◆ DIRECTIONS FOR THIS TASK
Revise the material below so that every occurrence of "one pin per instance" reads "a single pin for each instance". All other text must remain the same.

◆ EXERCISE MATERIAL
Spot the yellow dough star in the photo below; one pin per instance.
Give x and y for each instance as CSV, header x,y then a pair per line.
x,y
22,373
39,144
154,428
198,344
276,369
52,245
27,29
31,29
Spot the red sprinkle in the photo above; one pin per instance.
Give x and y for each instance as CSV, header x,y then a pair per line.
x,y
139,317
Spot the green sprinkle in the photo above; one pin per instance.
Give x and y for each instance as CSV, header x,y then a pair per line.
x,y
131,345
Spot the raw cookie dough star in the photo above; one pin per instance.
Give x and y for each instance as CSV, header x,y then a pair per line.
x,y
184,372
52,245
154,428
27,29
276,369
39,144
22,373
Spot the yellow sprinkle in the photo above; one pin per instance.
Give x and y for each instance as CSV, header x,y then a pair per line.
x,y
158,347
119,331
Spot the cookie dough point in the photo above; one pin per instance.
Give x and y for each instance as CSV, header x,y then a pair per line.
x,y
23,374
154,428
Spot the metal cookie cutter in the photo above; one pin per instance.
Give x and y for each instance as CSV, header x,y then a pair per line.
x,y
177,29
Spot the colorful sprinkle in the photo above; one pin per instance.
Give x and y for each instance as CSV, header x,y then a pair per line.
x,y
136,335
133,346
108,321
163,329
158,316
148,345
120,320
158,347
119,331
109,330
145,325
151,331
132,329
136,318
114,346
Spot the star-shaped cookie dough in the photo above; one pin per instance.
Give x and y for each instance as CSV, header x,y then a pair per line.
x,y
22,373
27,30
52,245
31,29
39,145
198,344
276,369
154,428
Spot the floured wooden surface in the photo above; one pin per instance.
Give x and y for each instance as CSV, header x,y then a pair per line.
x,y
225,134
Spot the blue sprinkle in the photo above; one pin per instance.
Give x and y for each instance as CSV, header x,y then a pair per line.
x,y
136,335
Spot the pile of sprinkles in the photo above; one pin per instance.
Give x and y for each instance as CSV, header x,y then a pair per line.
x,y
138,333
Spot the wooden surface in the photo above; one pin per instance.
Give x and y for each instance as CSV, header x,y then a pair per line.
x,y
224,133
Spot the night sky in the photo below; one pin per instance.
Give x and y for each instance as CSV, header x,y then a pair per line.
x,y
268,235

◆ FINAL RESULT
Spot the yellow dough star in the photo below; a single pin for each instance.
Give x and y for each instance as CSV, header x,y then a pair per line.
x,y
22,373
39,144
154,428
198,344
276,369
52,245
27,29
31,29
Spot the red sprinkle in the photo above; a single pin for each instance.
Give x and y for each instance as CSV, header x,y then a pair per line.
x,y
139,317
Spot the green sprinkle in the photo above; a single pin for each instance.
Give x and y for each instance as CSV, header x,y then a pair per line.
x,y
131,345
Spot the raw cookie dough star in the photo above; a single pin for each instance.
Give x and y for each instance as CSV, header x,y then a pair per line.
x,y
184,372
52,245
154,428
27,29
276,369
39,144
22,373
Spot the yellow sprinkle in the photo above; a single pin for each instance.
Give x and y for each instance as CSV, header x,y then a pair per line.
x,y
158,347
119,331
Spot the cookie dough point in the photo above; a single pin for each instance.
Give x and y for each instance as CSV, header x,y then a pair per line.
x,y
23,374
154,428
Spot the metal cookie cutter in the photo above; a single pin for each instance.
Give x and y for each instance as CSV, header x,y then a pair per line.
x,y
177,29
Spot the colorful sprinkle in the photo above; a single pin for each instance.
Give x and y for each instance as CSV, header x,y then a pair per line.
x,y
136,335
133,346
108,321
163,329
158,316
148,345
120,320
158,347
119,331
109,330
145,325
151,331
132,329
136,318
114,346
Spot the star-shaped cookie dough in the photo above; a single pin for each instance.
Give x and y for each instance as CSV, header x,y then a pair per line.
x,y
22,373
27,30
52,245
31,29
39,145
198,344
276,369
154,428
Spot the floured wooden surface in the photo above; a single pin for each instance.
Give x and y for each instance as CSV, header x,y then a pair per line.
x,y
225,134
Spot the blue sprinkle in the photo above; a single pin for each instance.
Give x and y for each instance as CSV, header x,y then a pair per line.
x,y
136,335
Spot the pile of sprinkles in the photo above; a single pin for each instance.
Give x and y for each instance as CSV, header x,y then a pair per line.
x,y
138,333
Spot the wooden surface in the photo above; a single pin for each instance.
Give x and y for each instance as CSV, header x,y then a pair per line.
x,y
224,133
Spot the night sky in the photo below; a single pin for each instance.
Give x and y for each instance as CSV, header x,y then a pair per line.
x,y
268,235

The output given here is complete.